### [Çalışma Sorusu]
Aşağıdaki Gezi Parkı konulu metne göre şu soruları lütfen yanıtlayın:
1. Diyalogda babanın "Getir evladım!" sözüne verilen cevap nedir?
2. Metne göre kurt nasıl havayı severmiş?
3. "Çevre için" diyenler hangi soruya muhatap oluyor?

“Baba
bir hırsız tuttum”
“Getir
evladım!”
“Gelmiyor!”
“O
zaman bırak gitsin!”
“Gitmiyor!”
Yavuz
hırsız misali.
Gezi
Parkı meselesinde Taksim meydanını dolduranlar tam da öyle! Ne geliyorlar, ne
de gidiyorlar. Maksatları ülkeye hakim olan genel huzuru bozmak, istikrarı yok
etmek, havayı bulandırmak. Öyle ya kurt bulanık havayı severmiş. Ortalığı toz
duman kaplarsa, ülkeye ve bu millete kasdı olanlar yapacaklarını daha kolay
yaparlar ve yapıyorlar.
Günlerdir
yapılanlar ve ne için yapıldığı anlaşılabilmiş değil. Çevre için diyenler “Peki
falanca zamanda ve yerde neredeydiniz?” sorusuna muhatap oluyorlar ve verilebilecek
hiçbir inandırıcı cevap yok.

Etiketli bölge verilerinden alıntılar:
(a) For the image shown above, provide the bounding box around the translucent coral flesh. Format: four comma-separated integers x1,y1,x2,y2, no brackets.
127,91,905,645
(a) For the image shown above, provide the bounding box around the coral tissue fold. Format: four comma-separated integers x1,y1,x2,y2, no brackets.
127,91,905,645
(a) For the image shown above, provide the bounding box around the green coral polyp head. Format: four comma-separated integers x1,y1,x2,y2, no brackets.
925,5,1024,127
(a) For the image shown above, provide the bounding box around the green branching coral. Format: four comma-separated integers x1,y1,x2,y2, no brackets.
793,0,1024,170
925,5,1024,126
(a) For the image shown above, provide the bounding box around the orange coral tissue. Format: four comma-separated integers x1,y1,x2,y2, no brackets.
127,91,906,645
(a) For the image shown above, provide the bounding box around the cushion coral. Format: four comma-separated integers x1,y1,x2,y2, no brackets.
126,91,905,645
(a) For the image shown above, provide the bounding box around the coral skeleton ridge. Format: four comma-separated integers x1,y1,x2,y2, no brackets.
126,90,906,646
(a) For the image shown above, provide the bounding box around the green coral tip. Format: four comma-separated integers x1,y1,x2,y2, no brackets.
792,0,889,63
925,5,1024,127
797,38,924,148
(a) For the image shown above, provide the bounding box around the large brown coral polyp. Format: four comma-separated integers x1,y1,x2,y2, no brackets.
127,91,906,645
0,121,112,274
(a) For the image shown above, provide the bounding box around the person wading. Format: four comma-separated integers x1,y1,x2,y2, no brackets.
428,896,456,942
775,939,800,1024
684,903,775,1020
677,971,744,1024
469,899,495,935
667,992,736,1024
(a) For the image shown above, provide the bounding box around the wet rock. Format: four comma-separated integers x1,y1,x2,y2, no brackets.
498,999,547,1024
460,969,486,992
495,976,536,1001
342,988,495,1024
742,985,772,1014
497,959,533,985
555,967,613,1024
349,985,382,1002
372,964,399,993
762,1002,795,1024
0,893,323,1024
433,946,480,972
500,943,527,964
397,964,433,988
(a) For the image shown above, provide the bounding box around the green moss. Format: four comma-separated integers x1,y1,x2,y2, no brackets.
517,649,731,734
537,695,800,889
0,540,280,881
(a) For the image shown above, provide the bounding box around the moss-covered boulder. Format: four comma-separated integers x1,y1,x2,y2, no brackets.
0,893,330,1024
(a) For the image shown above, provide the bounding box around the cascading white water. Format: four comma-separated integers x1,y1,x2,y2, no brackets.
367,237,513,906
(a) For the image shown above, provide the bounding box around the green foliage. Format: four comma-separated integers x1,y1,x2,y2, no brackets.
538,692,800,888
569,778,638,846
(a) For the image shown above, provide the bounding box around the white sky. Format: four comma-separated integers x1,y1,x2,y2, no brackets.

### [Görev Yanıtı]
1. "Gelmiyor!"
2. Bulanık havayı.
3. "Peki falanca zamanda ve yerde neredeydiniz?"